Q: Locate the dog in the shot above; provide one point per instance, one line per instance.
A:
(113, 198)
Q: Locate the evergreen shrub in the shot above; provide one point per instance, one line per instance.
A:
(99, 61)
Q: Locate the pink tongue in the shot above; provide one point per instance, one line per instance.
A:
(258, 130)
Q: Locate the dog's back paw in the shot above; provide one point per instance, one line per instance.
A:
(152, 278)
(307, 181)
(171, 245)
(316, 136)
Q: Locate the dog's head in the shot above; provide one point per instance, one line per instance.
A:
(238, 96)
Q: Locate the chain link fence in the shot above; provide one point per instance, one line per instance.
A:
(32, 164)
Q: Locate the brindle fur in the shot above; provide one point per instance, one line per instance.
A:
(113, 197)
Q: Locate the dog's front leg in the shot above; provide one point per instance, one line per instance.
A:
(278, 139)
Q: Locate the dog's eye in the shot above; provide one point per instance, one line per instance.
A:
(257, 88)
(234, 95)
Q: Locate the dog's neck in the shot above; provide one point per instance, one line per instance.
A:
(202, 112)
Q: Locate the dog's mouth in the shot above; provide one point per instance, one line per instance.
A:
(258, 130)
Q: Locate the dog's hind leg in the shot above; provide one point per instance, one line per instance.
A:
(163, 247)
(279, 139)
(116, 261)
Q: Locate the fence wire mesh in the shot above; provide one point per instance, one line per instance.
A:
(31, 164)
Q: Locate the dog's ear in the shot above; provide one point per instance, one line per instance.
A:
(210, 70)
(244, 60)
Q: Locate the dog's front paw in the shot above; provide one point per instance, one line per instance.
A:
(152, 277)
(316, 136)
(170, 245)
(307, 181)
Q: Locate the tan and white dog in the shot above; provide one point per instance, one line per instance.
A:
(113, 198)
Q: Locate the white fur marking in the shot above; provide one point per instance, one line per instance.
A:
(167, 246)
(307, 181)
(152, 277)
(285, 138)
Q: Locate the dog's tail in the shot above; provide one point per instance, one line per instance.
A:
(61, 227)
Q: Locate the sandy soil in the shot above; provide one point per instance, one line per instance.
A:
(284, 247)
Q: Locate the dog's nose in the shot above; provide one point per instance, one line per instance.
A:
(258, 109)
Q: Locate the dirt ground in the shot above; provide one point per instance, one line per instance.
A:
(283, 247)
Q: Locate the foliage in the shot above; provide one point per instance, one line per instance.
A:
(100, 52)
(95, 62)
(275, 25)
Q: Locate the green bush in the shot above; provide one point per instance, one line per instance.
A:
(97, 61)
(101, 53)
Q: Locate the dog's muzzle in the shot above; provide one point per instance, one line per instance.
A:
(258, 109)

============

What is expected >>
Among the records, count every line where "white" appears. Reply with the total alone.

Exercise output >>
2